• **Challenges**:
[1] According to the API telemetry passage, what does the record of service telemetry include in some implementations?
[2] Carry the API telemetry passage forward from its final sentence.

• **Supplied passage**:

start

Further, device 600 includes a communications component 606 that provides for establishing and maintaining communications with one or more other devices, parties, entities, etc. utilizing hardware, software, and services as described herein. Communications component 606 carries communications between components on device 600, as well as between device 600 and external devices, such as devices located across a communications network and/or devices serially or locally connected to device 600. For example, communications component 606 may include one or more buses, and may further include transmit chain components and receive chain components associated with a wireless or wired transmitter and receiver, respectively, operable for interfacing with external devices.

Additionally, device 600 may include a data store 608, which can be any suitable combination of hardware and/or software, that provides for mass storage of information, databases, and programs employed in connection with aspects described herein. For example, data store 608 may be or may include a data repository for operating systems (or components thereof), applications, related parameters, etc. not currently being executed by processor 602. In addition, data store 608 may be a data repository for the monitoring application 140.

Device 600 may optionally include a user interface component 610 operable to receive inputs from a user of device 600 and further operable to generate outputs for presentation to the user. User interface component 610 may include one or more input devices, including but not limited to a keyboard, a number pad, a mouse, a touch-sensitive display, a navigation key, a function key, a microphone, a voice recognition component, a gesture recognition component, a depth sensor, a gaze tracking sensor, a switch/button, any other mechanism capable of receiving an input from a user, or any combination thereof. Further, user interface component 610 may include one or more output devices, including but not limited to a display, a speaker, a haptic feedback mechanism, a printer, any other mechanism capable of presenting an output to a user, or any combination thereof.

FIG. 7 is a flow diagram of an example of a method 700 for providing API expense visibility at each stack frame level. For example, the method 700 can be performed by the cloud network 120 (e.g., at a server 134), the apparatus 500 and/or one or more components thereof to provide metrics 150 to a user 105.

At block 710, the method 700 includes capturing a record of service telemetry for incoming API calls to a cloud service for a window of time. For example, in an aspect, apparatus 500, processor 502, memory 504, and/or monitoring application 140 may be configured to or may comprise means for capturing a record of service telemetry for incoming API calls to a cloud service for a window of time. For example, the monitoring application 140 and/or the telemetry component 142 may capture a record of service telemetry data 210 for incoming API calls 220 to a cloud service 132 for a window of time 230. In some implementations, the record of service telemetry includes a starting time stamp and a duration for each API call.

At block 720, the method 700 includes capturing a trace of processes running on at least one computer server that processes the API calls for the window of time. For example, in an aspect, apparatus 500, processor 502, memory 504, and/or process tracer component 144 may be configured to or may comprise means for capturing a trace of processes running on at least one computer server that processes the API calls for the window of time. For example, the process tracer component 144 may capture a process trace 310 running on at least one computer server 134 that processes the API calls 200 for the window of time 230. In some implementations, the trace of processes includes a call stack of multiple events and a thread execution time for each event. In some implementations, the trace of processes includes data for a plurality of frames during the window of time, the data indicating an activity of each PID during the frame.

end

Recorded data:
start

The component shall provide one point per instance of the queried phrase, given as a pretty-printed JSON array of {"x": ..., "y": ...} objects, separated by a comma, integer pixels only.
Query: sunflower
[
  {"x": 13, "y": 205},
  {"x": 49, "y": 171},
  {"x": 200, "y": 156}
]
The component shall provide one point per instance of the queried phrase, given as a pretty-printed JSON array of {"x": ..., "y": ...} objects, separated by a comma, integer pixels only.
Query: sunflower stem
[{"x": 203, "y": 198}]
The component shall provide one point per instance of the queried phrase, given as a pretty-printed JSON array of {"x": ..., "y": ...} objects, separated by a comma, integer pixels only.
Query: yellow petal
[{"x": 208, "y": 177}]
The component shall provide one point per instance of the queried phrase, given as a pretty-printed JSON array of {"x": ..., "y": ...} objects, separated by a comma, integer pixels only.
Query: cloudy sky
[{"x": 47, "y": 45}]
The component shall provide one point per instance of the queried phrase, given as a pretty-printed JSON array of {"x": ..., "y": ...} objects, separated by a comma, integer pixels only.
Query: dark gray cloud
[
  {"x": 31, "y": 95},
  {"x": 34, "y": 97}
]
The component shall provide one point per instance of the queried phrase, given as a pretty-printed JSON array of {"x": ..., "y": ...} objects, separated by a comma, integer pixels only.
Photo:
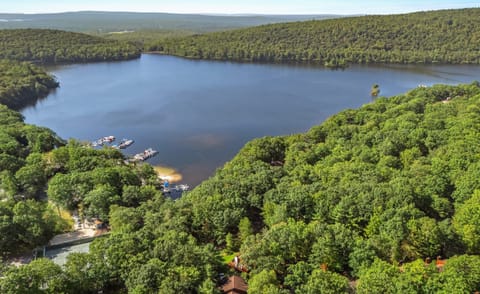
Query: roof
[{"x": 235, "y": 284}]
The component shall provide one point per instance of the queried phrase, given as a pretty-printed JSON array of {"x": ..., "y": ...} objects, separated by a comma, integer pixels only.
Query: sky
[{"x": 235, "y": 7}]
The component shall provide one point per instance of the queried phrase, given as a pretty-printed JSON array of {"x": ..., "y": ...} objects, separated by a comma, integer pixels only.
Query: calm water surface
[{"x": 198, "y": 114}]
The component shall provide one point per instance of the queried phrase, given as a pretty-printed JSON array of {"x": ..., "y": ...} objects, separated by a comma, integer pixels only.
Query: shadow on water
[{"x": 198, "y": 114}]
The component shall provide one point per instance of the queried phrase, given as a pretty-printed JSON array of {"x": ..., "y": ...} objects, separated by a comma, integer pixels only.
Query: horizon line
[{"x": 232, "y": 14}]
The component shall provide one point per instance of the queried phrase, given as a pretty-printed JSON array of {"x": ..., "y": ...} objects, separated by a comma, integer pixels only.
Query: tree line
[
  {"x": 448, "y": 36},
  {"x": 366, "y": 197},
  {"x": 54, "y": 46},
  {"x": 22, "y": 83}
]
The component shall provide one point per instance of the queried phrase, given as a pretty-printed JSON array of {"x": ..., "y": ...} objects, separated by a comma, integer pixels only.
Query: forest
[
  {"x": 53, "y": 46},
  {"x": 358, "y": 204},
  {"x": 22, "y": 83},
  {"x": 445, "y": 36}
]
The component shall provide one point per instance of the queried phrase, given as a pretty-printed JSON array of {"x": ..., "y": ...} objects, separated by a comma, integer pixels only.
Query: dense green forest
[
  {"x": 448, "y": 36},
  {"x": 52, "y": 46},
  {"x": 77, "y": 177},
  {"x": 22, "y": 83},
  {"x": 368, "y": 195},
  {"x": 102, "y": 22}
]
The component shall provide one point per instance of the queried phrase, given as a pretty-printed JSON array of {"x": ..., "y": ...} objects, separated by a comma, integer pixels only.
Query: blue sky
[{"x": 236, "y": 7}]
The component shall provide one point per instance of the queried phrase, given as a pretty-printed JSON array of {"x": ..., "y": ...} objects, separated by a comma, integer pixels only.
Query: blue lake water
[{"x": 198, "y": 114}]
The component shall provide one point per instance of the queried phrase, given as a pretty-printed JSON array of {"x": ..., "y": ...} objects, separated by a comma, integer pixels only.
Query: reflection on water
[{"x": 198, "y": 114}]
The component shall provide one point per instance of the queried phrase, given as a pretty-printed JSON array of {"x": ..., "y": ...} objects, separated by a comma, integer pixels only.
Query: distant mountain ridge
[
  {"x": 443, "y": 36},
  {"x": 105, "y": 22}
]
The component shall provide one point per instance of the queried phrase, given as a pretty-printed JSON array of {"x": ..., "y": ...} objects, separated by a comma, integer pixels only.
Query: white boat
[
  {"x": 125, "y": 143},
  {"x": 147, "y": 154}
]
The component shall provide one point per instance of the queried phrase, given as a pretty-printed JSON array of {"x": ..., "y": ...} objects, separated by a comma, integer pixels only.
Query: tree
[
  {"x": 325, "y": 282},
  {"x": 264, "y": 282},
  {"x": 467, "y": 223},
  {"x": 39, "y": 276},
  {"x": 378, "y": 278},
  {"x": 375, "y": 91}
]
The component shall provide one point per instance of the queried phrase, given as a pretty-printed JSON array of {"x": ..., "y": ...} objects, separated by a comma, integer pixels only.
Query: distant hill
[
  {"x": 445, "y": 36},
  {"x": 105, "y": 22},
  {"x": 53, "y": 46}
]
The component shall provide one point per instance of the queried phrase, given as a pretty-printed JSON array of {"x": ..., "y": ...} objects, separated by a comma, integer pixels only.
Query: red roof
[{"x": 235, "y": 285}]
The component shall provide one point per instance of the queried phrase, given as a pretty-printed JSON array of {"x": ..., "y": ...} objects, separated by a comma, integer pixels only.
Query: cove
[{"x": 198, "y": 114}]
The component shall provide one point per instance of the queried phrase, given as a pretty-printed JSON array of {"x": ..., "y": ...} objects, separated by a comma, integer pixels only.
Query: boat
[
  {"x": 182, "y": 187},
  {"x": 146, "y": 154},
  {"x": 125, "y": 143},
  {"x": 101, "y": 141}
]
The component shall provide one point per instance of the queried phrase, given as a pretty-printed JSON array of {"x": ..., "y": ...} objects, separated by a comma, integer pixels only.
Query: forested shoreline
[
  {"x": 360, "y": 201},
  {"x": 53, "y": 46},
  {"x": 447, "y": 36},
  {"x": 22, "y": 83}
]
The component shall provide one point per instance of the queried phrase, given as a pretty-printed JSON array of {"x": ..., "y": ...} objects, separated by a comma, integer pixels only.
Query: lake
[{"x": 198, "y": 114}]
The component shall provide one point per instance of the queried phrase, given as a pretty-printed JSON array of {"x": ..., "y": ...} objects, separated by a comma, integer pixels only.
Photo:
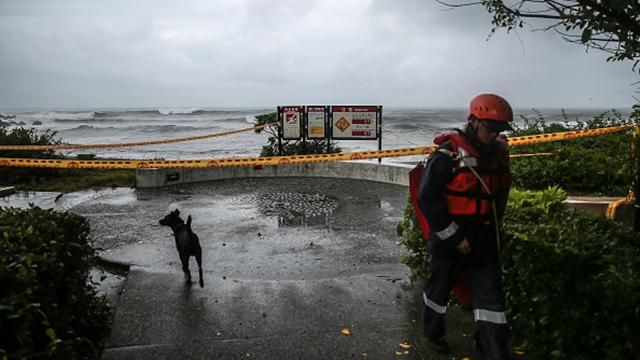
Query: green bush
[
  {"x": 290, "y": 147},
  {"x": 27, "y": 136},
  {"x": 411, "y": 237},
  {"x": 48, "y": 309},
  {"x": 601, "y": 165},
  {"x": 572, "y": 281}
]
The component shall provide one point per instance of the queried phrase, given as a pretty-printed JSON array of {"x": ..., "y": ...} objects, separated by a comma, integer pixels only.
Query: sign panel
[
  {"x": 353, "y": 122},
  {"x": 316, "y": 122},
  {"x": 291, "y": 122}
]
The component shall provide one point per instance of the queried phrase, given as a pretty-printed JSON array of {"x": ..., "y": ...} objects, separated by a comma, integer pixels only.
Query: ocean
[{"x": 402, "y": 127}]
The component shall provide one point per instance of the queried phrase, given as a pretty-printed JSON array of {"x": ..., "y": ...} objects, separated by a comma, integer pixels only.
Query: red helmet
[{"x": 490, "y": 107}]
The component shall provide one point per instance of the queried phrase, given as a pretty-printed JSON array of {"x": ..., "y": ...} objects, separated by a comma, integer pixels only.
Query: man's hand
[{"x": 464, "y": 247}]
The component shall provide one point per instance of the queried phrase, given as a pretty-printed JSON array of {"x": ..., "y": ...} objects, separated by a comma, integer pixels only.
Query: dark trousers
[{"x": 488, "y": 304}]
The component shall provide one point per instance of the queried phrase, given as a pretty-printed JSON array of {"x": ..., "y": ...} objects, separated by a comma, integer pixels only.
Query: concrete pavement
[{"x": 289, "y": 263}]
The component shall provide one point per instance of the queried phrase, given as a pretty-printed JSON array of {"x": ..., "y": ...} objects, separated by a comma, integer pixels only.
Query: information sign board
[
  {"x": 353, "y": 122},
  {"x": 291, "y": 122},
  {"x": 316, "y": 116}
]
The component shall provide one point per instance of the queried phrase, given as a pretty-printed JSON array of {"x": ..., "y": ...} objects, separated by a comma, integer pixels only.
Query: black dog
[{"x": 186, "y": 241}]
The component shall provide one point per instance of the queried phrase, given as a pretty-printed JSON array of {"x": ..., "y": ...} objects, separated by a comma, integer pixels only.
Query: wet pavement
[{"x": 288, "y": 264}]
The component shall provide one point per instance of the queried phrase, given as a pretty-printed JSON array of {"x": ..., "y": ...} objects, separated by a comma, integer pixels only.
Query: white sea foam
[{"x": 401, "y": 128}]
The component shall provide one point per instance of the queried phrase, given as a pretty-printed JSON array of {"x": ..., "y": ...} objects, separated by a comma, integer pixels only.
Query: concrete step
[{"x": 8, "y": 190}]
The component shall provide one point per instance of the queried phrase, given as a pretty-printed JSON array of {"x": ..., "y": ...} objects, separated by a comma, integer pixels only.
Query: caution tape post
[{"x": 273, "y": 160}]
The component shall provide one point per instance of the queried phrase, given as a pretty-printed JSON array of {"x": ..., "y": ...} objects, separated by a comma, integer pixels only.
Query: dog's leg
[
  {"x": 185, "y": 267},
  {"x": 199, "y": 261}
]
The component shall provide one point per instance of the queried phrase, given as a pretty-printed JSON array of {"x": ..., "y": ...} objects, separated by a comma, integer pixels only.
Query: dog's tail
[{"x": 189, "y": 224}]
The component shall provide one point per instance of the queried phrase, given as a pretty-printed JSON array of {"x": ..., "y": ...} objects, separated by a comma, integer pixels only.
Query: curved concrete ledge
[
  {"x": 386, "y": 173},
  {"x": 394, "y": 173}
]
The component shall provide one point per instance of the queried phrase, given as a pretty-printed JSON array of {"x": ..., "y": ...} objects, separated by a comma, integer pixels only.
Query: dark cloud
[{"x": 252, "y": 53}]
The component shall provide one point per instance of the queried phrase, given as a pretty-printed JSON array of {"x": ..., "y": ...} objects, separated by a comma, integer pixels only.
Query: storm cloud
[{"x": 72, "y": 53}]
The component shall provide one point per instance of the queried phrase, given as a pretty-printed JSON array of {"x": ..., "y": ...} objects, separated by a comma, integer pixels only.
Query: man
[{"x": 463, "y": 194}]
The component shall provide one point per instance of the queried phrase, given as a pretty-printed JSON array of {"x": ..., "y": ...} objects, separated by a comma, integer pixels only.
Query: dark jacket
[{"x": 446, "y": 233}]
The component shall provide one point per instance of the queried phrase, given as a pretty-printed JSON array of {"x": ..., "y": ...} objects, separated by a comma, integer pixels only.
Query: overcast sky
[{"x": 226, "y": 53}]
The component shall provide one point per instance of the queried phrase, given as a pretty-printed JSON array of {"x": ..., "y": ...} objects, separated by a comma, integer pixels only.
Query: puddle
[{"x": 290, "y": 209}]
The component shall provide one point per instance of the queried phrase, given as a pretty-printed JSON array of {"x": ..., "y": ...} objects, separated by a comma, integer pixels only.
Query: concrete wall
[{"x": 361, "y": 170}]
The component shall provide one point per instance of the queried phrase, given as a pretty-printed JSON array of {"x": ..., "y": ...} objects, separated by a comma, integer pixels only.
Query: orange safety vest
[{"x": 466, "y": 196}]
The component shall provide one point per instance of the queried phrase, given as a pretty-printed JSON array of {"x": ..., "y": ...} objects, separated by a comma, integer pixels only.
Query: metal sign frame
[
  {"x": 285, "y": 113},
  {"x": 355, "y": 116}
]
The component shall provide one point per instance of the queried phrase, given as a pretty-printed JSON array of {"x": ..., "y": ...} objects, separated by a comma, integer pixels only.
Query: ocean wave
[{"x": 143, "y": 128}]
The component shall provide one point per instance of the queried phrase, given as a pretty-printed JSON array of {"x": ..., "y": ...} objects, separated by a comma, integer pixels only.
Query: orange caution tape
[
  {"x": 143, "y": 143},
  {"x": 257, "y": 161},
  {"x": 274, "y": 160},
  {"x": 566, "y": 135}
]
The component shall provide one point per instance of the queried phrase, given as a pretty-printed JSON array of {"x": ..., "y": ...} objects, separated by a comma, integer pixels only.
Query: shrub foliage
[
  {"x": 48, "y": 309},
  {"x": 602, "y": 164},
  {"x": 572, "y": 282}
]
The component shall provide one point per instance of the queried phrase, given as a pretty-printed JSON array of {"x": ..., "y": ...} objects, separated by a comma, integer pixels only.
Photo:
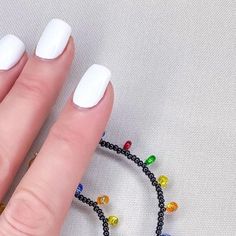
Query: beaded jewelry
[{"x": 157, "y": 183}]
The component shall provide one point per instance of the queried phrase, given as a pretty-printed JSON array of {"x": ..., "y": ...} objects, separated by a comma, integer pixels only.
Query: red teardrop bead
[{"x": 127, "y": 145}]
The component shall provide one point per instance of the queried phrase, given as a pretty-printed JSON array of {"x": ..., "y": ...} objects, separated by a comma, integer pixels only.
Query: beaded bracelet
[{"x": 158, "y": 184}]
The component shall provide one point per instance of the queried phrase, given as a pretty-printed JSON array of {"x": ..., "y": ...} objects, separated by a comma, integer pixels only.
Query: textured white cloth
[{"x": 173, "y": 71}]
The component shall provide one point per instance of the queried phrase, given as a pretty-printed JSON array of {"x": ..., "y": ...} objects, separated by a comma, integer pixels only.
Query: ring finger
[{"x": 24, "y": 110}]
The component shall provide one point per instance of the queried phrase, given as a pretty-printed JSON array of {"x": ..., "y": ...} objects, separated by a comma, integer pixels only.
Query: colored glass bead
[
  {"x": 150, "y": 160},
  {"x": 79, "y": 189},
  {"x": 163, "y": 181},
  {"x": 171, "y": 207},
  {"x": 127, "y": 145},
  {"x": 2, "y": 207},
  {"x": 31, "y": 162},
  {"x": 113, "y": 220},
  {"x": 103, "y": 200}
]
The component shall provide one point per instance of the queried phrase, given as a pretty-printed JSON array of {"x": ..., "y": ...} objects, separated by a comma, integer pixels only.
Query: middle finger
[{"x": 25, "y": 108}]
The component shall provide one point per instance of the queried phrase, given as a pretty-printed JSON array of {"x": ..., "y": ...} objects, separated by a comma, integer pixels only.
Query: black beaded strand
[
  {"x": 151, "y": 176},
  {"x": 97, "y": 209},
  {"x": 146, "y": 171}
]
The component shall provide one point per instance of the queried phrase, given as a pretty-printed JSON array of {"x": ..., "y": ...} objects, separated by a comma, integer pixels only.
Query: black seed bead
[
  {"x": 162, "y": 200},
  {"x": 115, "y": 148},
  {"x": 105, "y": 224},
  {"x": 145, "y": 169},
  {"x": 101, "y": 217},
  {"x": 88, "y": 200},
  {"x": 160, "y": 223},
  {"x": 102, "y": 143},
  {"x": 140, "y": 163},
  {"x": 150, "y": 175},
  {"x": 161, "y": 214},
  {"x": 154, "y": 183},
  {"x": 119, "y": 150},
  {"x": 127, "y": 152},
  {"x": 100, "y": 214},
  {"x": 105, "y": 228}
]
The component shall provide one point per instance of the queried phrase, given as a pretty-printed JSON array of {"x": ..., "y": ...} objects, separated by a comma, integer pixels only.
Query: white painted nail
[
  {"x": 92, "y": 86},
  {"x": 53, "y": 40},
  {"x": 11, "y": 51}
]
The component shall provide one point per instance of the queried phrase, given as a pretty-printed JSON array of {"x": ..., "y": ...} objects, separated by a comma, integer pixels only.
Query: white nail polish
[
  {"x": 53, "y": 40},
  {"x": 92, "y": 86},
  {"x": 11, "y": 51}
]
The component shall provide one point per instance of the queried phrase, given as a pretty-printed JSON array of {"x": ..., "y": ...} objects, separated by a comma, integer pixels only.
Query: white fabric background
[{"x": 173, "y": 72}]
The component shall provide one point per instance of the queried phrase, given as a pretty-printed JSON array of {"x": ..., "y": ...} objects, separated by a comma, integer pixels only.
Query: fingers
[
  {"x": 12, "y": 61},
  {"x": 25, "y": 108},
  {"x": 41, "y": 200}
]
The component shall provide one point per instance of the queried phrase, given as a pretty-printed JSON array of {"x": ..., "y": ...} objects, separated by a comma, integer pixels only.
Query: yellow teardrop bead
[
  {"x": 171, "y": 207},
  {"x": 163, "y": 181},
  {"x": 113, "y": 220},
  {"x": 2, "y": 207},
  {"x": 103, "y": 200},
  {"x": 31, "y": 162}
]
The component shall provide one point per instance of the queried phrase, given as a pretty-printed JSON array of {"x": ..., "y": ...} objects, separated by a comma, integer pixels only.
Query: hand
[{"x": 29, "y": 87}]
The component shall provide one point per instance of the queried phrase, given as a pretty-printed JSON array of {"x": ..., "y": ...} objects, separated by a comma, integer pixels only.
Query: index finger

end

• **Outputs in order**:
[1] A starting time stamp and a duration for each API call.

[2]
At block 730, the method 700 includes determining, for each API call, a start time and a stop time of the API call, a server that executed the API call, and a PID associated with the API call. For example, in an aspect, apparatus 500, processor 502, memory 504, and/or the call resource component 146 may be configured to or may comprise means for determining, for each API call, a start time and a stop time of the API call, a server that executed the API call, and a PID associated with the API call. For example, the call resource component 146 may determine for each API call 220, a start time and a stop time of the API call, a server 134 that executed the API call, and a PID associated with the API call.

At block 740, the method 700 may optionally include storing a record of resource consumption for each of the incoming API calls. For example, in an aspect, apparatus 500, processor 502, memory 504, and/or call resource component 146 may be configured to or may comprise means for storing a record of resource consumption for each of the incoming API calls. For example, the call resource component 146 may store a record of resource consumption (e.g., resource data 320) for each of the incoming API calls 220 in the database 552. In some implementations, the resource data 320 is available at a method level, namespace level, or class level.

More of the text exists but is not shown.